* **Exercise objective**
List every percentage figure in the passage about JLR's chip shortages, and say what each one measures.

* **Excerpted passage**
——
Indian-listed shares in the luxury carmaker’s parent company Tata Motors fell 9 per cent after warning the second quarter of the financial year to the end of September will be hit harder than the first quarter.
Like many of the world’s carmakers, JLR halted some production because of shortages, but predicted a recovery later this year.
“We now expect chip supply shortages in the second quarter ended September 30 2021 to be greater than in the first quarter, potentially resulting in wholesale volumes about 50 per cent lower than planned,” the carmaker said in a statement on Tuesday.
It now expects a recovery between September this year and March 2022.
The British carmaker becomes the latest auto group to cut production further, after Ford announced further downtime at its US plants, and carmakers from General Motors to Volkswagen weather months of disruption.
JLR said wholesale volumes, excluding a Chinese joint venture, came to 84,442 units in the first quarter of the financial year, about 27 per cent lower than planned because of the semiconductor supply constraints and the pandemic’s impact. The company said that “this reduction had been broadly anticipated”.
Sales, nonetheless, climbed 72.6 per cent from the same period a year earlier, the group said. JLR’s retail sales for the first quarter ending on June 30 were “significantly” up from the previous year, it added, “reflecting the continuing recovery in demand from the Covid-19 pandemic”.
“While the present semiconductor supply shortages continue to be a challenge for the industry, we are encouraged by the strong demand we see for our vehicles,” said chief executive Thierry Bolloré in a statement.
“However, the broader underlying structural capacity issues will only be resolved as supplier investment in new capacities comes online over the next 12-18 months and so we expect some level of shortages will continue through to the end of the year and beyond.”
JLR plans to overhaul its supply chain and negotiate directly with chip manufacturers in an effort to avoid a repeat of factory shutdowns caused by the semiconductor crisis that have plagued the business this year.
Bolloré told the Financial Times last month that the company would take closer control of essential parts such as microprocessors and electric batteries.
Carmakers, which have long outsourced a lot of production to suppliers, have been redrawing their supply networks since the chip shortage crisis cost the industry millions of lost vehicle sales.
“It is a real storm, and I do not believe really that it’s going to improve in a few months, I believe it could last for much longer than that,” Bolloré said.
——
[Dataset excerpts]
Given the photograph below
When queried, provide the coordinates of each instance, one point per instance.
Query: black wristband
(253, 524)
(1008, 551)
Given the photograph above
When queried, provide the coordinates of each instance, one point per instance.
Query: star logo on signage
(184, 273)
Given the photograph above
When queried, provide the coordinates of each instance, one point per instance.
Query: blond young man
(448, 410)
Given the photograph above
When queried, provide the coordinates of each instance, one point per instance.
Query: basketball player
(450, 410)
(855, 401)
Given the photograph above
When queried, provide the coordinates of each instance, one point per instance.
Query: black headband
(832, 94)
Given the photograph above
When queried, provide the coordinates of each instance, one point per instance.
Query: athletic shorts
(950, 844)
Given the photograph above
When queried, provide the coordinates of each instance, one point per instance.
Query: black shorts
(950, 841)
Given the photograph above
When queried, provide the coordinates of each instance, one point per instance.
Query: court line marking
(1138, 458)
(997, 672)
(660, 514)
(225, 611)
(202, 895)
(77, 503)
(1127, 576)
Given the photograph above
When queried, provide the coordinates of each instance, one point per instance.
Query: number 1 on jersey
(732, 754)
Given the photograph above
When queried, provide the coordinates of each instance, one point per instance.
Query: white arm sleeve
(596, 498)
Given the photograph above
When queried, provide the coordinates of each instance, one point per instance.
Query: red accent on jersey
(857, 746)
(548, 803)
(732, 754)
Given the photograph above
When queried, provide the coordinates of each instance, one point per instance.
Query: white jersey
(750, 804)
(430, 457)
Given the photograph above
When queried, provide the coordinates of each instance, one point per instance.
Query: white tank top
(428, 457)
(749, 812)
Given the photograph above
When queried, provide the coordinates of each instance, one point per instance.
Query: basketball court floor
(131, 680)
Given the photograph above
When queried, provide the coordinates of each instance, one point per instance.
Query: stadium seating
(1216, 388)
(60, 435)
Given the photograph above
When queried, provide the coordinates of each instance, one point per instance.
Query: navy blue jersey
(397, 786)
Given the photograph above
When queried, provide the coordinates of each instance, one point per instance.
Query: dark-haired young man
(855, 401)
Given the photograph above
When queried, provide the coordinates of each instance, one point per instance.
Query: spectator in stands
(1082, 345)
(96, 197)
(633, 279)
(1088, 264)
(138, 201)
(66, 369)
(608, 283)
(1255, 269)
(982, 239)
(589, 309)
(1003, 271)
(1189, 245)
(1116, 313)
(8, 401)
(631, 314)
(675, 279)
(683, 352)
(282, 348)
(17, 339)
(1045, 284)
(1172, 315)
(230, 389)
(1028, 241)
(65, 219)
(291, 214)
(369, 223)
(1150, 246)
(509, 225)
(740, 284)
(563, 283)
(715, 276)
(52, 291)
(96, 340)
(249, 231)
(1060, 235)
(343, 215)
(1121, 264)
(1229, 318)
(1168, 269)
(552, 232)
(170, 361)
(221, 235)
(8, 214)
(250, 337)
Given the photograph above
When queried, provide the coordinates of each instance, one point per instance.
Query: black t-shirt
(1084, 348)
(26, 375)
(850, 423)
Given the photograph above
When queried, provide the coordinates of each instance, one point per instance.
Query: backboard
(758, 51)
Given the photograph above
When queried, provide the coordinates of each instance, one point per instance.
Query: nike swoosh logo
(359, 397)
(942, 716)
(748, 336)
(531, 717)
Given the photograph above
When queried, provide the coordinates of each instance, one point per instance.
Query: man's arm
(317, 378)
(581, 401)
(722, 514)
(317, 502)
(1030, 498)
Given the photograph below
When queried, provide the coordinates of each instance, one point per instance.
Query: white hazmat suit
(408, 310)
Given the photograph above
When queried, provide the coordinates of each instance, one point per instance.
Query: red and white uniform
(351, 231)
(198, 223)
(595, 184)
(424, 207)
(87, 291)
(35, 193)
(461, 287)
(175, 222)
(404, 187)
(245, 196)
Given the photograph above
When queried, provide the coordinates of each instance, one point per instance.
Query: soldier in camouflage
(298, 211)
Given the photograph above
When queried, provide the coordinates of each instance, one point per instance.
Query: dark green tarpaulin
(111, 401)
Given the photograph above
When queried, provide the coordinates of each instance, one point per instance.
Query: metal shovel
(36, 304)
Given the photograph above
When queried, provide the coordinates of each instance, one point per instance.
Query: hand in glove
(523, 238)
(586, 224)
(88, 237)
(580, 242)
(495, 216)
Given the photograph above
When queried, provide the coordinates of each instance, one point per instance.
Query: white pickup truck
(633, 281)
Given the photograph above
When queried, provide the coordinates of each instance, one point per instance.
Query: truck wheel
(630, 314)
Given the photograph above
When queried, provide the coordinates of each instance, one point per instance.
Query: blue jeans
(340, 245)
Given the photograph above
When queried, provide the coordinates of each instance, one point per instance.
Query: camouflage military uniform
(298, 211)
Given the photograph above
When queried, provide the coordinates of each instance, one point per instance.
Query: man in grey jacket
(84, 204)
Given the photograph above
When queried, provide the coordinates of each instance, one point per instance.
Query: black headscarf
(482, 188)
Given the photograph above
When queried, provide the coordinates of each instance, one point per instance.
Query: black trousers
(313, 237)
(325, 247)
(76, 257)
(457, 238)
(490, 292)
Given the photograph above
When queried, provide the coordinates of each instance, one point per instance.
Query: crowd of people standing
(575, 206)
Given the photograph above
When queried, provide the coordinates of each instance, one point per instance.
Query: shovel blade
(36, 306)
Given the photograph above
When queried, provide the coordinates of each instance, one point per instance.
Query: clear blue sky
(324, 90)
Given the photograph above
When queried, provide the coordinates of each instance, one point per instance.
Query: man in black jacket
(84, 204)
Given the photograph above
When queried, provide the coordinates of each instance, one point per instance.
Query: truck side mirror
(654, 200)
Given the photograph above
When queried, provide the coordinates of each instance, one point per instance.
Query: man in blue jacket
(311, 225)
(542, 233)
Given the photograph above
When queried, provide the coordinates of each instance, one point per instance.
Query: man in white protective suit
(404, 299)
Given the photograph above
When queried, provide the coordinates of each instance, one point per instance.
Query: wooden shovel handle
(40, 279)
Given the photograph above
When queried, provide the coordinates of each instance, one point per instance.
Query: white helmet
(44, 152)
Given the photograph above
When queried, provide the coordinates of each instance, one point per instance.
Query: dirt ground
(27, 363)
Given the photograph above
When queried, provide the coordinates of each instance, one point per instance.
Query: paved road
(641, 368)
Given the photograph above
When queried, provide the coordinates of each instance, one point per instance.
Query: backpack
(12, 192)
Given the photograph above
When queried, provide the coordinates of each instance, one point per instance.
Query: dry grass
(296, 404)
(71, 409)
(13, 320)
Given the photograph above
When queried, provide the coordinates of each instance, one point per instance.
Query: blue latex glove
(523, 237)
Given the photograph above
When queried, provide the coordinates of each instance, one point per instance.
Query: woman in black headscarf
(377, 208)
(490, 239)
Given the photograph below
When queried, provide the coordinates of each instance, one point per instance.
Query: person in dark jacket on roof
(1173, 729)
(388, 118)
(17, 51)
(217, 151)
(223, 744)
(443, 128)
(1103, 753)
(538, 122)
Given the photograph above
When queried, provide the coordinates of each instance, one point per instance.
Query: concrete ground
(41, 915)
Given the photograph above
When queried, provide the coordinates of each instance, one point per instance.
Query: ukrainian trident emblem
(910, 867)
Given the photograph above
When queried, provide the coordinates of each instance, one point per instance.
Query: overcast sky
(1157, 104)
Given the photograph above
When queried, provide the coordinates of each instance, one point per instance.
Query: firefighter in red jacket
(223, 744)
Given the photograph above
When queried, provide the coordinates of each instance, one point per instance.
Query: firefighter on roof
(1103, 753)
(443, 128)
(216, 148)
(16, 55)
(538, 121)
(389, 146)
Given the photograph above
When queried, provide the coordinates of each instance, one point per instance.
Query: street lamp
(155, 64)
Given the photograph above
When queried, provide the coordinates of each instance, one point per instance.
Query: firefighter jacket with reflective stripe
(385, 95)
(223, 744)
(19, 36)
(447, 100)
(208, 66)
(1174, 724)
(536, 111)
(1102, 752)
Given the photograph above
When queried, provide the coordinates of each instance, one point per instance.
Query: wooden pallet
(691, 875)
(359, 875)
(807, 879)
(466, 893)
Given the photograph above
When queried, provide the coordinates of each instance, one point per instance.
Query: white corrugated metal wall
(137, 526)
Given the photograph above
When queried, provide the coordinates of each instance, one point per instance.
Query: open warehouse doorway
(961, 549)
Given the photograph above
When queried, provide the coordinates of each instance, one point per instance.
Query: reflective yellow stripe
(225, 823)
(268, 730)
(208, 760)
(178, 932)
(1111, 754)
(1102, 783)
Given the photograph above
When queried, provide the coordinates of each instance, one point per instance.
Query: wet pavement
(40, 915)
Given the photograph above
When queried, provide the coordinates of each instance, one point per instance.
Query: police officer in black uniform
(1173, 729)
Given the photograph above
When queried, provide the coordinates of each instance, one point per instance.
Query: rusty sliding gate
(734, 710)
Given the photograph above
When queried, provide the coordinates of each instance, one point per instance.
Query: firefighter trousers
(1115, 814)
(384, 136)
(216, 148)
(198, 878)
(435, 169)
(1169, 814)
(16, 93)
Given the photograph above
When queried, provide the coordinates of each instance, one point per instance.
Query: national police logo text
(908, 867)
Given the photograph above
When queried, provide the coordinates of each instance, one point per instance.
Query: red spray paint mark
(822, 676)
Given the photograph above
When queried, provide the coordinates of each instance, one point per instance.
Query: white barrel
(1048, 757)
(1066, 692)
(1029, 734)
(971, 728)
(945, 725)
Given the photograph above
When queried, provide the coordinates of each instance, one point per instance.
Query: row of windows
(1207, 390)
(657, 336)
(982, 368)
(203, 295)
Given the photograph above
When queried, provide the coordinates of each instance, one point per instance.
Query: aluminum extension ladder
——
* **Solution for this exercise**
- 9 per cent: the fall in Tata Motors' Indian-listed shares
- About 50 per cent: how far below plan JLR's wholesale volumes could fall in the second quarter ended September 30, 2021
- About 27 per cent: how far below plan JLR's first-quarter wholesale volumes of 84,442 units came in
- 72.6 per cent: the rise in sales from the same period a year earlier